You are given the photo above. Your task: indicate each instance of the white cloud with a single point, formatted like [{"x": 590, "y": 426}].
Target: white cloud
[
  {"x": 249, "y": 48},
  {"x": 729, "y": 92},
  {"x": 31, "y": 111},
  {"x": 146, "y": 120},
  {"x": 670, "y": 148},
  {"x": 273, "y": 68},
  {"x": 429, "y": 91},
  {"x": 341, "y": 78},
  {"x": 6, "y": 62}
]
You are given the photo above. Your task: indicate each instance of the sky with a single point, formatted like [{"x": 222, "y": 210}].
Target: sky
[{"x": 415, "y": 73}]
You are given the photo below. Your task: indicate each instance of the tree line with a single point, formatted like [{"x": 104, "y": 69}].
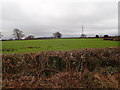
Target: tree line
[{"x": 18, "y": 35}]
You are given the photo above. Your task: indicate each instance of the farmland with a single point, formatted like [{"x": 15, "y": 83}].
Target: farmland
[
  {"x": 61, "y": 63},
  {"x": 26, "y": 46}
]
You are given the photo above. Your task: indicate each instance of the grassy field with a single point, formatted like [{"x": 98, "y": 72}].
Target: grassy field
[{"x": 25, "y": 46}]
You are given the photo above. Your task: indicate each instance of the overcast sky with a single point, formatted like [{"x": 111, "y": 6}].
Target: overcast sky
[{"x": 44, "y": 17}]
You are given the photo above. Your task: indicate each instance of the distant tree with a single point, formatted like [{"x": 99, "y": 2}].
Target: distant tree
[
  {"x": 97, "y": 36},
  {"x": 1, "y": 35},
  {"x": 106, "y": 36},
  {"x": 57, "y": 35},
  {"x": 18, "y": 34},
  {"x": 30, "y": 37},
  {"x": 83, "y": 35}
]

——————

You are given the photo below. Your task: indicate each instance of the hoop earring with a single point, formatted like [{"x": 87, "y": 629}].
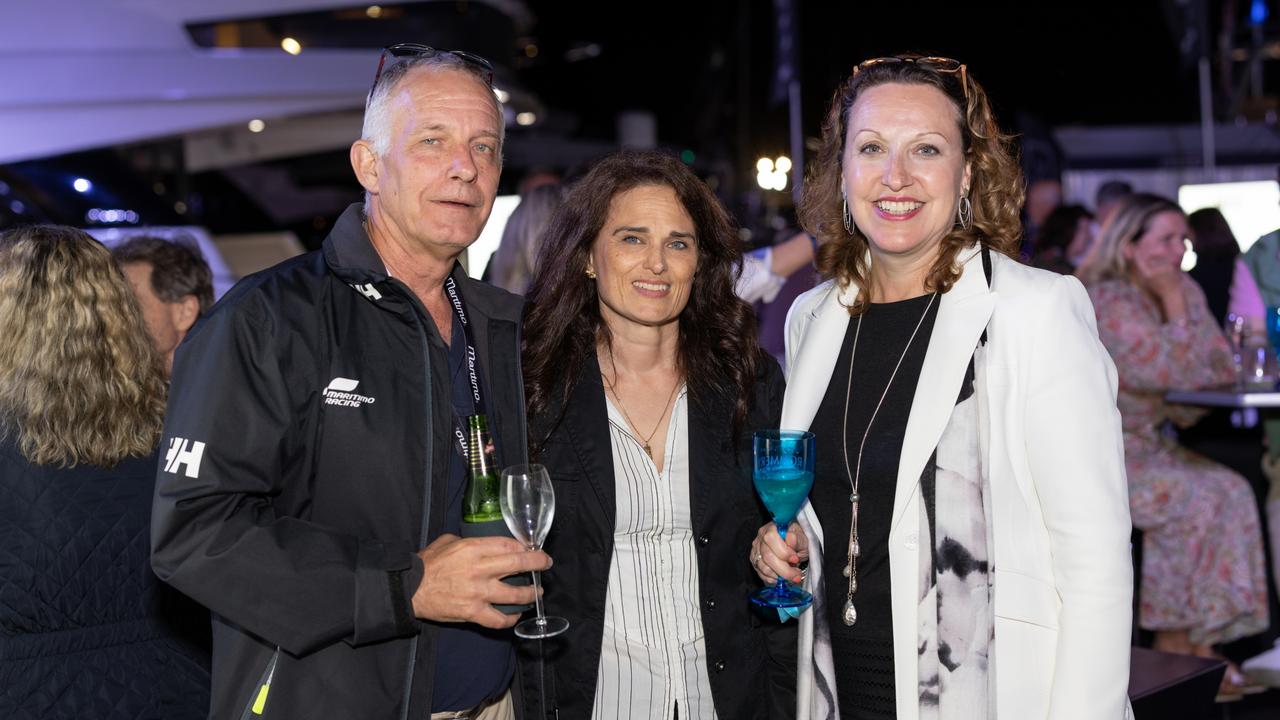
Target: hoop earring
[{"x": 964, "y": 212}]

——————

EXERCISE BRIEF
Among the lines above, which contain the word "below"? Copy every one.

ANSWER SECTION
You are given the photo below. Your task: indicate each instance of the tree line with a single point, formatted like [{"x": 104, "y": 69}].
You are given the photo below. Your task: indicate each instance of the hoop earring with a single point, formatted like [{"x": 87, "y": 629}].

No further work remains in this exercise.